Source records –
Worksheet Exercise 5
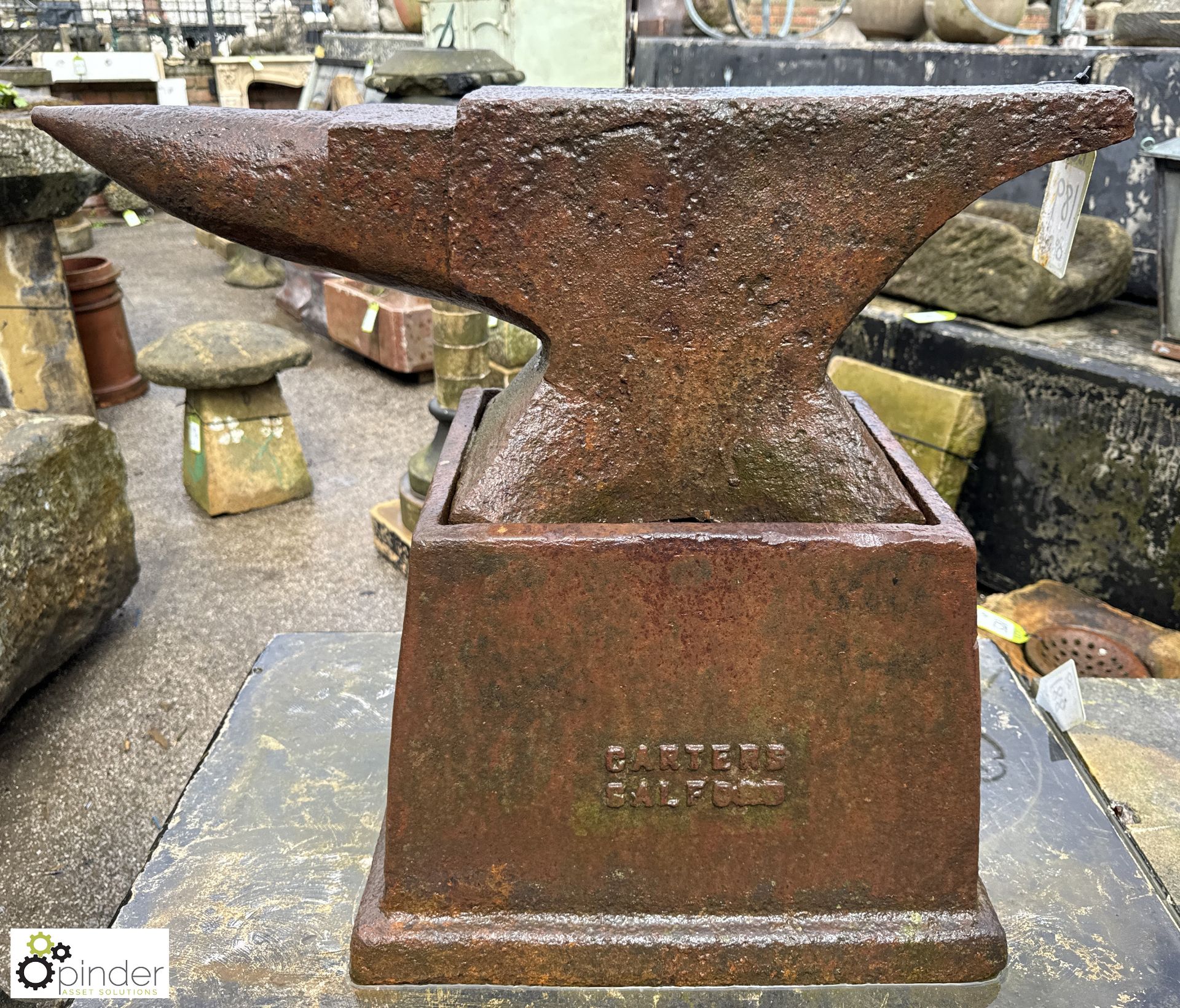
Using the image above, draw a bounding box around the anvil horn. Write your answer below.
[33,84,1135,523]
[33,105,490,308]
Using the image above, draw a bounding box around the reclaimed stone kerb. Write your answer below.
[28,85,1134,986]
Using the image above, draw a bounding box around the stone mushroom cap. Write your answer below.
[138,321,312,388]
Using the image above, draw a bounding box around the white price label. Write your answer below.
[361,301,381,333]
[1036,659,1085,732]
[1032,151,1095,277]
[975,605,1029,645]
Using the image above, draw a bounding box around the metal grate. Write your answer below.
[1025,626,1148,679]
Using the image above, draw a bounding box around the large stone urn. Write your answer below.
[925,0,1028,42]
[852,0,925,39]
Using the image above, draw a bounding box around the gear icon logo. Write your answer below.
[17,942,53,990]
[28,931,53,956]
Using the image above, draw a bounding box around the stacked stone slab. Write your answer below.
[0,409,140,718]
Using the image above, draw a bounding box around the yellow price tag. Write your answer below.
[361,301,381,333]
[902,312,958,326]
[975,605,1029,645]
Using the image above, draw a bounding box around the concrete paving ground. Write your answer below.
[0,217,433,986]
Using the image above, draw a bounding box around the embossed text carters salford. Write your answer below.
[605,742,787,808]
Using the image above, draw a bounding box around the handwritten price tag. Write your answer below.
[1036,659,1085,732]
[1032,151,1095,277]
[361,301,381,333]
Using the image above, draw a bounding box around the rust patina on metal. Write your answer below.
[32,85,1133,986]
[34,85,1134,522]
[353,392,1007,985]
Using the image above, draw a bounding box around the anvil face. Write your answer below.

Task instructions – Rewrite all of the entries above, changing "Write your answer below" to "Give the coordinates below" wherever it occurs and keeping every other word the same. Omit the pictures from your answer.

Result for this exercise –
Worksheet Exercise 5
Using the image above, draw a bounding box around the anvil horn. Give the coordinates below.
[33,84,1135,523]
[33,105,490,308]
Using the image above, draw a bounding box around the reclaimed stone kerb. Give the coordinates below.
[28,85,1134,986]
Using the image above, draw a bounding box around the stone mushroom cap. Give the coordinates below.
[138,321,312,388]
Using the image above, draw a bounding box around the white price label. Give the coordinates below.
[361,301,381,333]
[1036,659,1085,732]
[1032,151,1095,277]
[975,605,1029,645]
Using the image above, draw a bounding box around the metal grate. Give the coordinates below.
[1025,626,1148,679]
Using the image above, draw a bounding box around the large stone urn. Give the coordinates below.
[925,0,1028,42]
[852,0,925,39]
Using the image above, draw a bounding box around the gear icon logo. Give the coordinates below.
[17,942,53,990]
[28,931,53,956]
Using the image above, draw a bounding box around the stacked stone slab. Give the coordinates below.
[0,409,140,718]
Using the image above, draw a bounding box around the yellow price tag. Give the coordinates below.
[361,301,381,333]
[902,312,958,326]
[975,605,1029,645]
Using the image above, draw a bounding box around the concrete paving ground. Give the coordinates below.
[0,217,433,986]
Using the image above, draw a bounding box around the embossed text carters salford. Give the coordinates below.
[605,742,787,808]
Using the image above, draw a bounding box around the handwritten price tag. Give the coordinates below.
[1036,659,1085,732]
[1032,151,1095,277]
[361,301,381,333]
Using the image above, draw a bounding box around the rust patina on metal. Give the coordinates below.
[32,85,1133,986]
[34,85,1134,522]
[353,392,1007,985]
Using the image above, draw a bounding box around the anvil face. Give the coordinates below.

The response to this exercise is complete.